Request
Change "photograph" to "image" throughout the entries below and write out all their lines again, with nothing else altered and the pictures left out.

━━━━━ Extracted material

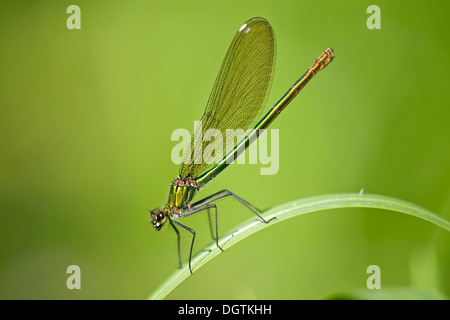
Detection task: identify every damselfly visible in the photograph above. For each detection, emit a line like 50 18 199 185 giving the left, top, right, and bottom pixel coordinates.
150 18 334 273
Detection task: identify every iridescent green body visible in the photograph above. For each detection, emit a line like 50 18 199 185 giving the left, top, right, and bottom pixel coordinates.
166 177 199 213
151 18 334 273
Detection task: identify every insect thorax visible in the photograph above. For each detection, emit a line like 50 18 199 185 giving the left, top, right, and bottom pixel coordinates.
167 176 199 210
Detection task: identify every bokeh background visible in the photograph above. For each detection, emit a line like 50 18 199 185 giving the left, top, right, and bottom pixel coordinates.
0 0 450 299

━━━━━━━━━━

Exercise solution
Detection task: identify every damselfly visible in the image above. For each detection, emit a line like 50 18 199 185 giving the left, top, right, and bottom pixel coordinates.
150 18 334 273
Detection task: identify every iridescent green body visible in the image above. For each detection, emit a line like 50 18 199 185 giving the left, top, right, and bottom pixel coordinates.
166 177 199 213
151 18 334 273
Detection task: identify every insect thorax visible in the image above. For each detection, emit a line like 50 18 199 185 giving the left, top, right, and bottom pixel coordinates.
167 176 199 210
Detection task: identify every bokeh background visible in the image above. For each detection, emit a line like 50 18 199 185 giving the left, top, right, and bottom pixel coordinates.
0 0 450 299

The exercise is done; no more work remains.